• [AIM OF THE EXERCISE]
Return each line of the records below that contains the word "large". The match is case-sensitive.

• [RECORDS FOR THIS EXERCISE]
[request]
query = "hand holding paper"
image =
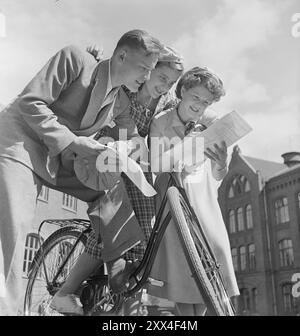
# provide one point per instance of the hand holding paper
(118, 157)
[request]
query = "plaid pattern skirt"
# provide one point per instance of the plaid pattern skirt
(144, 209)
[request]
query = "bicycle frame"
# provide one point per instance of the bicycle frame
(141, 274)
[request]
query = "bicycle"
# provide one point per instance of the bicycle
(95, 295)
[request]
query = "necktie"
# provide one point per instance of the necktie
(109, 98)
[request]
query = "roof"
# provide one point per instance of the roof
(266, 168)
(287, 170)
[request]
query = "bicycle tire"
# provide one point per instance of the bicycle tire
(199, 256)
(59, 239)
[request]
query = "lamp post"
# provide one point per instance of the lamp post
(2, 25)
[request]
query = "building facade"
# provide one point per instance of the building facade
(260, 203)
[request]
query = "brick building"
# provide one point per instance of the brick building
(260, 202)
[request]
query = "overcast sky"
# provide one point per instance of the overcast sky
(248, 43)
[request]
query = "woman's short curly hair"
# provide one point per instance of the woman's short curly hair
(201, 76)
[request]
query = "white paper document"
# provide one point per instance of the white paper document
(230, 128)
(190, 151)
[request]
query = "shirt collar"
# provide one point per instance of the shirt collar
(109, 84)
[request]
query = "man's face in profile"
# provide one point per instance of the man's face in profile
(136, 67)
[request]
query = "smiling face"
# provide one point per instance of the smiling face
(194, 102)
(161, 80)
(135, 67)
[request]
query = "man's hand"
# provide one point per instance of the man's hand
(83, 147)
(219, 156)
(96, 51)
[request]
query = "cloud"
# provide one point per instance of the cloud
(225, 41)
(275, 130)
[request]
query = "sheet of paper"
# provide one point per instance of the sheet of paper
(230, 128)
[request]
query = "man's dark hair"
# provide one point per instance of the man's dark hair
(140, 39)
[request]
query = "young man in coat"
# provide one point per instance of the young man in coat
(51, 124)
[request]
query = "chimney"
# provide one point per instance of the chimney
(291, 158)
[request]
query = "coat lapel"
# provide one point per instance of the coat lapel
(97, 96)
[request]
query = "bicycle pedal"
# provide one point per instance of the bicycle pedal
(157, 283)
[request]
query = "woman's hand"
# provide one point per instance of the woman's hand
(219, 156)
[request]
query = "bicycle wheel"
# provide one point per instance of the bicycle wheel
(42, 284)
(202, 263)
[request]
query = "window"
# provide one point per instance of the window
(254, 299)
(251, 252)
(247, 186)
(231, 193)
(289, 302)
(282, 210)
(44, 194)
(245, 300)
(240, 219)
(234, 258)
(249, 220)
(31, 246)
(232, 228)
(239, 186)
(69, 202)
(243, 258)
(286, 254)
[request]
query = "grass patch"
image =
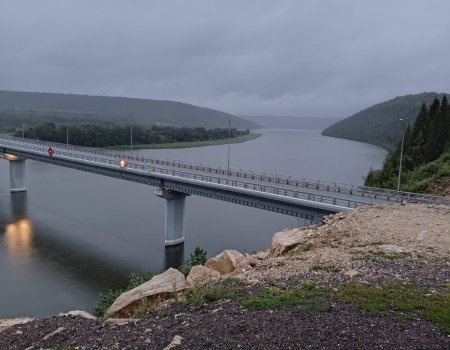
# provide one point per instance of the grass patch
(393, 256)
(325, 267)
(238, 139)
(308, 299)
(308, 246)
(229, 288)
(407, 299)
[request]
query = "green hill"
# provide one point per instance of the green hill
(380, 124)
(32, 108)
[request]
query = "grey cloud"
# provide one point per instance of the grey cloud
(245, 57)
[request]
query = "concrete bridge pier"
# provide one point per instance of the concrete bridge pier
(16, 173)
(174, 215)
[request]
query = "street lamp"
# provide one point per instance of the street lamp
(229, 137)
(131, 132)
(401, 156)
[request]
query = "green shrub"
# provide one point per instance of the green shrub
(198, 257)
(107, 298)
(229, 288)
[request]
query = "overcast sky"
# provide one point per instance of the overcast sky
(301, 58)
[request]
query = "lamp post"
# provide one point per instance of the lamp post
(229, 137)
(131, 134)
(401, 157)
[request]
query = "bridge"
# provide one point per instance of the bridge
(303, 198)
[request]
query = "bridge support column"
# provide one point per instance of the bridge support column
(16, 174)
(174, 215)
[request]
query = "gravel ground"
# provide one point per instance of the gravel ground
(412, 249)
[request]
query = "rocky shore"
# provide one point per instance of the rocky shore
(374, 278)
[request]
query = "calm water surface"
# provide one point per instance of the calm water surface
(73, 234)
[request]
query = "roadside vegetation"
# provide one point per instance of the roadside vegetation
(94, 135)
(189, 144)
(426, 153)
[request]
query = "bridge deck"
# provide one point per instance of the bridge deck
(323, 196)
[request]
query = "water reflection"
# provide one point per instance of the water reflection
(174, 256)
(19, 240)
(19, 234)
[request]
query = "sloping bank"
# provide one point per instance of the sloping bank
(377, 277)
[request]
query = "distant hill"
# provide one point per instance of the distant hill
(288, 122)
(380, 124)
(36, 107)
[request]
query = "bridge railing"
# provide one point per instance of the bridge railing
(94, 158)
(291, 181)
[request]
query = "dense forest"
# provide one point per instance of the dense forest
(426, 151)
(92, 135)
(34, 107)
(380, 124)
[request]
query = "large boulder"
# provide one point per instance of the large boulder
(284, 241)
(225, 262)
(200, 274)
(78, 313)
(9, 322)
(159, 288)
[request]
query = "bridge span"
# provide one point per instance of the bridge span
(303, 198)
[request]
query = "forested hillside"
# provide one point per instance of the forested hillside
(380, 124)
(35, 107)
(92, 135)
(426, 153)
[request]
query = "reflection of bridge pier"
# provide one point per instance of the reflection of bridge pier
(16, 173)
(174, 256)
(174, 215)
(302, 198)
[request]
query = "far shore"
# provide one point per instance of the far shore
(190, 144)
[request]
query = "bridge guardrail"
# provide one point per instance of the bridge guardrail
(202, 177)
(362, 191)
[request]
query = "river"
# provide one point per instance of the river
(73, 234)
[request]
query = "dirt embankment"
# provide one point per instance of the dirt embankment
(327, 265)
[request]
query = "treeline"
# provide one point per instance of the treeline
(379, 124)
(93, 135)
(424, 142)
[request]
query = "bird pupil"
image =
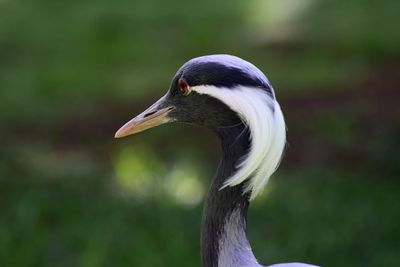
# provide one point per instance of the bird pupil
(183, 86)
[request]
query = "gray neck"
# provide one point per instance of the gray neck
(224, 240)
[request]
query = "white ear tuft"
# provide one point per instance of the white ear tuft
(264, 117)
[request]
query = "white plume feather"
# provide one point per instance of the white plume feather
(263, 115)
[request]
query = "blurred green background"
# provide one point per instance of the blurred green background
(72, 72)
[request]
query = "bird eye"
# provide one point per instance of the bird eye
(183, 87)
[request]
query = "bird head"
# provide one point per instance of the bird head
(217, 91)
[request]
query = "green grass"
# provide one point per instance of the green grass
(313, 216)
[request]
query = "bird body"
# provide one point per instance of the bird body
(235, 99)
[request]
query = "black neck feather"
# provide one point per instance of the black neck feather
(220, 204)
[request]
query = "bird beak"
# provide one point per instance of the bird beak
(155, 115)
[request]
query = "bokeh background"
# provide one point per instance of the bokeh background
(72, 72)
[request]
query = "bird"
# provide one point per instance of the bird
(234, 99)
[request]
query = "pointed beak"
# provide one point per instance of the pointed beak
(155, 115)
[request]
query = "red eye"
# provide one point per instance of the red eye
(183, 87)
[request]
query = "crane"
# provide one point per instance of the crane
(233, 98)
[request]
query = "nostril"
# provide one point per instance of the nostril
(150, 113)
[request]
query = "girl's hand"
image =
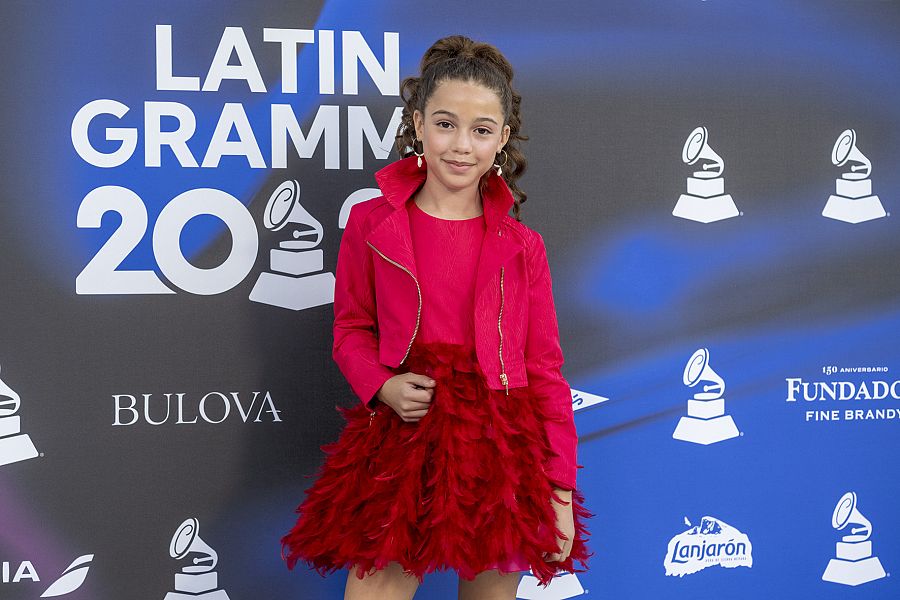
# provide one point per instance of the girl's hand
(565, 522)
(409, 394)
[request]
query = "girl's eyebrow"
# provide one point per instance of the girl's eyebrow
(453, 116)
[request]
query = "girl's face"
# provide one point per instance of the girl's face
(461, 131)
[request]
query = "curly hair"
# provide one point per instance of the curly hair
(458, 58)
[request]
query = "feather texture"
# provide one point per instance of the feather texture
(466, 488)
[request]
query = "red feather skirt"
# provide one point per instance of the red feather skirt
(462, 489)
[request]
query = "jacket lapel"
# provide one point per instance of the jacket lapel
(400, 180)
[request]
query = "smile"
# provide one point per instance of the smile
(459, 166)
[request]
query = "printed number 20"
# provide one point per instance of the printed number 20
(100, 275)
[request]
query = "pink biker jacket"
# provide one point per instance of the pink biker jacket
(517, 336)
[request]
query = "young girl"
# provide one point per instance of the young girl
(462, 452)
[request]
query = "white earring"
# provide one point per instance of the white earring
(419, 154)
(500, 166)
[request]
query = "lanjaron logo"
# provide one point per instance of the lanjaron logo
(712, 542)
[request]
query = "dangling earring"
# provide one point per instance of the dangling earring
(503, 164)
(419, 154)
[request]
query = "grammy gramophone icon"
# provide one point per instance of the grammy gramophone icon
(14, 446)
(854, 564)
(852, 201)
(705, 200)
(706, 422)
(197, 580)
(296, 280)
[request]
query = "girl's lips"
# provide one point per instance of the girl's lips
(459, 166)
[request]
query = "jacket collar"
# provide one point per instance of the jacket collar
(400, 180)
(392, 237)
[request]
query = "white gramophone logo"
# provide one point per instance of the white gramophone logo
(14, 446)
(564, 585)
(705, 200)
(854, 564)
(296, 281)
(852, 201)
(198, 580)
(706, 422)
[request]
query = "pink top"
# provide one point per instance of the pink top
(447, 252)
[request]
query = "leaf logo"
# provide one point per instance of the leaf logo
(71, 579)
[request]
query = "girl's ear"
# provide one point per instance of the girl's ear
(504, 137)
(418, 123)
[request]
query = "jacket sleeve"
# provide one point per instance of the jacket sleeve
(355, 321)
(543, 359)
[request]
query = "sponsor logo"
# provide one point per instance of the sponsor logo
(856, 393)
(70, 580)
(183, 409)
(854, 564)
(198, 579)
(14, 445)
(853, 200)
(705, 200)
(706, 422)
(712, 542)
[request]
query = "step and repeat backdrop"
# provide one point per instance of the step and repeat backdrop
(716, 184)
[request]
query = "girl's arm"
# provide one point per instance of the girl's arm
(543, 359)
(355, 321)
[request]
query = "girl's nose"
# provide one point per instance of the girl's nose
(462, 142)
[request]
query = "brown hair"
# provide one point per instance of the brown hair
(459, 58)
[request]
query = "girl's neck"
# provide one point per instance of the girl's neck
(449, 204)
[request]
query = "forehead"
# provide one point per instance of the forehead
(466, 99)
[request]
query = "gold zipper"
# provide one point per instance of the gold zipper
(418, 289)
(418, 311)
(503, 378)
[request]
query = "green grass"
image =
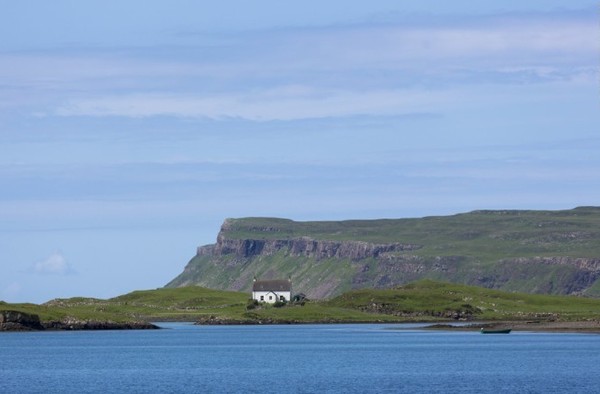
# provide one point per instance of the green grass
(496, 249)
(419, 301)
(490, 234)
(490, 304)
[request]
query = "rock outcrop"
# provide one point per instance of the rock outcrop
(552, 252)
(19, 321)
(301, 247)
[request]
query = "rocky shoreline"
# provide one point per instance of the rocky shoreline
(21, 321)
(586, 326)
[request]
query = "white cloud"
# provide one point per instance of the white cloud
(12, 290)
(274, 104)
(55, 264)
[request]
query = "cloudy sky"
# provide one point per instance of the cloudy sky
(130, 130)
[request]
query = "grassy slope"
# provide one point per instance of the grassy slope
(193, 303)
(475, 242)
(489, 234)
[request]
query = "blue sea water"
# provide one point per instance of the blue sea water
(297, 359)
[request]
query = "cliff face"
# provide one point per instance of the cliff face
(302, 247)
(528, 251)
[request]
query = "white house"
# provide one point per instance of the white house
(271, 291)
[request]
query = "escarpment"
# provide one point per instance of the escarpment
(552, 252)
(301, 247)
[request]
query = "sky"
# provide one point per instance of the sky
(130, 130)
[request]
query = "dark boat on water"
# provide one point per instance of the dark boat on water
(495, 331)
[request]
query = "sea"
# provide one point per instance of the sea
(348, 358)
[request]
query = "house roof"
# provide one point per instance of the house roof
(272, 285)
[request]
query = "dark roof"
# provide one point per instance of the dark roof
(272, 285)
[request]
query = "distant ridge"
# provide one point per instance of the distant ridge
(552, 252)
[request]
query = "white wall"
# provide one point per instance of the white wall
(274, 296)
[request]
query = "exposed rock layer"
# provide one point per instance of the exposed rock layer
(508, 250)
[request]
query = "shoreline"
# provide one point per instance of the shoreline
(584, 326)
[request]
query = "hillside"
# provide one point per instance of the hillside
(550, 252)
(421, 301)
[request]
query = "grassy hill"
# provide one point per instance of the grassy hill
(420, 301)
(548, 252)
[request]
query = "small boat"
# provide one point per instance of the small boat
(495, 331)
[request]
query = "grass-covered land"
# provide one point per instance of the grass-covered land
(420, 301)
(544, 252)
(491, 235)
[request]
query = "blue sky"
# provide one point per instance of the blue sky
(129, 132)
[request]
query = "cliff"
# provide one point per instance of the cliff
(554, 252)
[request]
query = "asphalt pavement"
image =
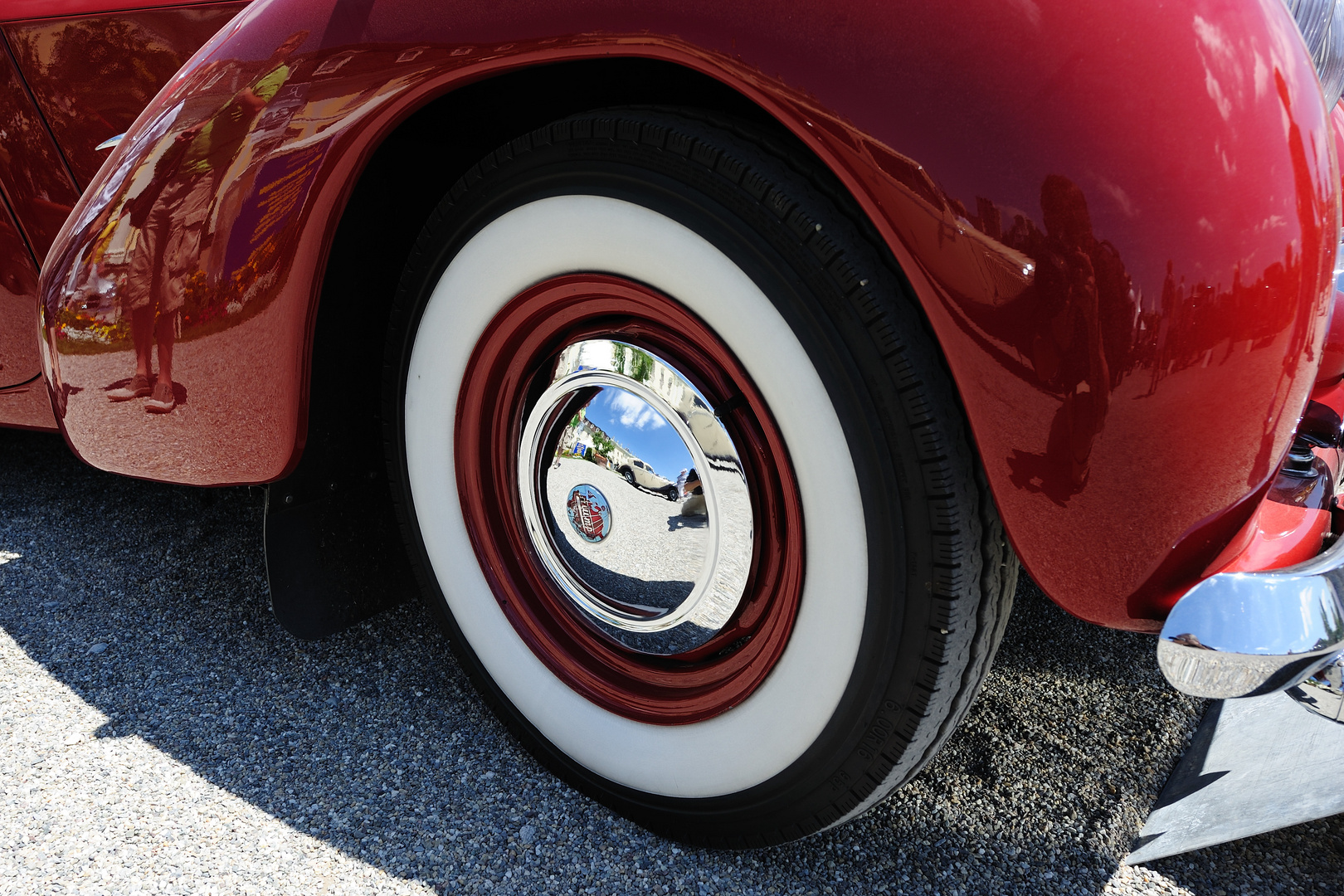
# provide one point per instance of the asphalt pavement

• [PROBLEM SOLUTION]
query = "large boulder"
# provide one point per instance of the large boulder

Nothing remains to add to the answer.